# What is being asked:
The following entries are to be retyped in full, exactly as written.

======== Information shown ========

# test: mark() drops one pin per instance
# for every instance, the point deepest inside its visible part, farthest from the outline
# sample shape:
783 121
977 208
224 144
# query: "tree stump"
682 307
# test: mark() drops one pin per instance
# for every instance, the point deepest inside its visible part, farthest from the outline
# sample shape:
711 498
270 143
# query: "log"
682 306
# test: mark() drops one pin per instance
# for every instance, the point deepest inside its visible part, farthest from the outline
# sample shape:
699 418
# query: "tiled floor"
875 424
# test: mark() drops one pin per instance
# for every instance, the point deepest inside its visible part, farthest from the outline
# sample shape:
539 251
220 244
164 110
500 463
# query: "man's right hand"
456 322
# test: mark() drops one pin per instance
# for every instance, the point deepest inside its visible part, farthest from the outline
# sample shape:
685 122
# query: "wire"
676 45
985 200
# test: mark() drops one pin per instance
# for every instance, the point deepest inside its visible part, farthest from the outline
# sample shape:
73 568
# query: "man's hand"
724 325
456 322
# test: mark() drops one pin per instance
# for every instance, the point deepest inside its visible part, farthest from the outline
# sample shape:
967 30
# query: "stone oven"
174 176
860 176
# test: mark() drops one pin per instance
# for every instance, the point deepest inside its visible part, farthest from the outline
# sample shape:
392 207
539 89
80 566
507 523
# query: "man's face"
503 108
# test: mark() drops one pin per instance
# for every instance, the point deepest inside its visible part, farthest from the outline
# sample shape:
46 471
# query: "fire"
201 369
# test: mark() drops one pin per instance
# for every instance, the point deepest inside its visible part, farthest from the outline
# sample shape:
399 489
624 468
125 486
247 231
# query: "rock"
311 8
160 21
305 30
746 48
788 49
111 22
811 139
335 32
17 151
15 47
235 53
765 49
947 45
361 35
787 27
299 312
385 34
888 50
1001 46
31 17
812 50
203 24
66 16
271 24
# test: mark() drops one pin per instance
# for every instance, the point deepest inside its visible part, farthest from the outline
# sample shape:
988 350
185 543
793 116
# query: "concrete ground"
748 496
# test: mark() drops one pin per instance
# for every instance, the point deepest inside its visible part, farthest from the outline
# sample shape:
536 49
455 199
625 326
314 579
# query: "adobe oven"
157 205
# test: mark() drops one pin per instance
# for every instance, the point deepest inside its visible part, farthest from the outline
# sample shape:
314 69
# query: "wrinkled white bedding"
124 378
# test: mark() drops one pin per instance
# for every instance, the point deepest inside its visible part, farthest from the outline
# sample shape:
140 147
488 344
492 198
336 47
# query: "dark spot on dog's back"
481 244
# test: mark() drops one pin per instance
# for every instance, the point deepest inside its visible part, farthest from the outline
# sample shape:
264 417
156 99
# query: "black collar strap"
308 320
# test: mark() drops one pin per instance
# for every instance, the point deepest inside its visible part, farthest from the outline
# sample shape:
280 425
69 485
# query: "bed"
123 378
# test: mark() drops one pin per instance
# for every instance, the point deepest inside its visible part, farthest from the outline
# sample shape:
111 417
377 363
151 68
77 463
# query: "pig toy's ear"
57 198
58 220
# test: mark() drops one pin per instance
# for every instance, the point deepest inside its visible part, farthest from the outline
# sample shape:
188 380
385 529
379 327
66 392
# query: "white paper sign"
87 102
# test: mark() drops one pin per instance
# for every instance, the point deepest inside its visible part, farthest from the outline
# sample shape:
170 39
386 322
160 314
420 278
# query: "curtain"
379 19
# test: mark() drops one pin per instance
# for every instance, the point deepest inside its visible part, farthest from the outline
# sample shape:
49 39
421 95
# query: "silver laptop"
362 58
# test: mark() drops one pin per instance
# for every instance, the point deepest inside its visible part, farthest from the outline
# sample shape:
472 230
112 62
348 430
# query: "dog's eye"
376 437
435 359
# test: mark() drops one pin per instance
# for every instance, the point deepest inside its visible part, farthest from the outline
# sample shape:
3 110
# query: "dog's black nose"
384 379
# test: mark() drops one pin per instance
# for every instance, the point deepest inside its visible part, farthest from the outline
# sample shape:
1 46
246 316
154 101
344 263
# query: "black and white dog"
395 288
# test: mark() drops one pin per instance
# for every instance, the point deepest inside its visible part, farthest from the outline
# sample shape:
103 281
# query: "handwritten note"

========

# Completed exercise:
# test: mark() drops one pin per instance
# for every instance, the point deepest inside its visible part, farthest from the outline
# sample shape:
783 121
977 208
224 144
# query: "tree stump"
682 307
# test: mark() drops one pin per instance
# for every instance, the point deepest inside its visible part, farthest from the outline
# sample shape:
711 498
270 143
# query: "log"
682 306
# test: mark() drops one pin per instance
# for every instance, the point deepest inside its visible part, farthest from the outline
# sample shape:
699 418
# query: "tiled floor"
875 424
# test: mark() drops one pin per instance
# for every instance, the point deepest inside its visible part, farthest from the outline
# sample shape:
539 251
220 244
164 110
500 463
# query: "man's right hand"
456 322
# test: mark() drops one pin per instance
# for every instance, the point deepest inside its visible part, farthest from the outline
# sample shape:
685 122
# query: "wire"
676 45
985 200
# test: mark() drops one pin per instance
# for every instance, the point deepest inside its visible part, farthest from the outline
# sample shape:
73 568
# query: "man's hand"
724 325
456 322
# test: mark() drops one pin per instance
# for every instance, the point deepest inside its visible part, farthest from the outline
# sample shape:
967 30
# query: "stone oven"
174 176
860 176
# test: mark() drops one pin per instance
# for every instance, the point deepest inside its visible part, farthest from the outline
# sample shape:
392 207
539 89
80 566
507 523
# query: "man's face"
503 108
# test: mark() drops one pin per instance
# for every instance, the point deepest inside its visible part, farthest from the outline
# sample shape:
46 471
# query: "fire"
201 369
# test: mark() drops one pin per instance
# for every instance, the point deepest inside its visible part, farthest from the outline
# sample shape:
399 489
624 468
125 486
247 231
# query: "rock"
311 8
160 21
305 30
746 48
788 49
111 22
811 139
335 32
17 151
15 47
235 53
765 49
947 45
361 35
787 27
299 312
385 34
888 50
1001 46
31 17
812 50
203 24
66 16
271 24
# test: mark() drops one pin per instance
# for every instance, the point deepest inside its visible part, farthest from the outline
# sample shape:
988 350
185 543
793 116
# query: "concrete ground"
748 496
# test: mark() drops one pin per instance
# for every instance, the point deepest inside its visible part, farthest from the outline
# sample shape:
536 49
455 199
625 326
314 579
# query: "adobe oven"
157 205
# test: mark() drops one pin per instance
# for every instance, the point deepest inside its visible part, farthest from the outline
# sample shape:
314 69
# query: "wrinkled white bedding"
124 378
# test: mark() drops one pin per instance
# for every instance, the point deepest inside its visible part, farthest from the outline
# sample shape:
140 147
488 344
492 198
336 47
# query: "dark spot on dog's back"
481 244
# test: mark() drops one pin per instance
# for every instance, the point deepest inside its visible part, farthest from the outline
# sample shape:
264 417
156 99
# query: "black collar strap"
308 320
# test: mark() drops one pin per instance
# for every instance, the point deepest inside its visible part, farthest from the outline
# sample shape:
280 425
69 485
# query: "bed"
123 378
# test: mark() drops one pin per instance
# for every instance, the point deepest inside its visible part, farthest from the outline
# sample shape:
111 417
377 363
151 68
77 463
# query: "pig toy's ear"
57 198
58 220
# test: mark() drops one pin per instance
# for every instance, the point deepest inside its visible part, farthest from the outline
# sample shape:
188 380
385 529
379 327
66 392
# query: "white paper sign"
87 102
# test: mark() drops one pin per instance
# for every instance, the point deepest inside its visible part, farthest from the outline
# sample shape:
170 39
386 322
160 314
420 278
# query: "curtain"
379 19
# test: mark() drops one pin per instance
# for every instance, the point deepest inside its visible part, farthest from the outline
# sample shape:
49 39
421 95
# query: "silver laptop"
362 58
# test: mark() drops one pin per instance
# for every instance, the point deepest inside its visible part, farthest from the outline
# sample shape:
472 230
112 62
348 430
# query: "dog's eye"
376 437
435 359
# test: mark() drops one pin per instance
# for every instance, the point deepest inside its visible part, farthest from the outline
# sample shape:
3 110
# query: "dog's black nose"
384 379
# test: mark() drops one pin per instance
# for every instance, the point deepest inside its visible part, farthest from the outline
# sample shape:
1 46
246 316
154 101
344 263
# query: "black and white dog"
395 288
# test: mark() drops one pin per instance
# for every instance, the point deepest inside its visible part, farthest from the outline
# sample shape:
103 281
# query: "handwritten note"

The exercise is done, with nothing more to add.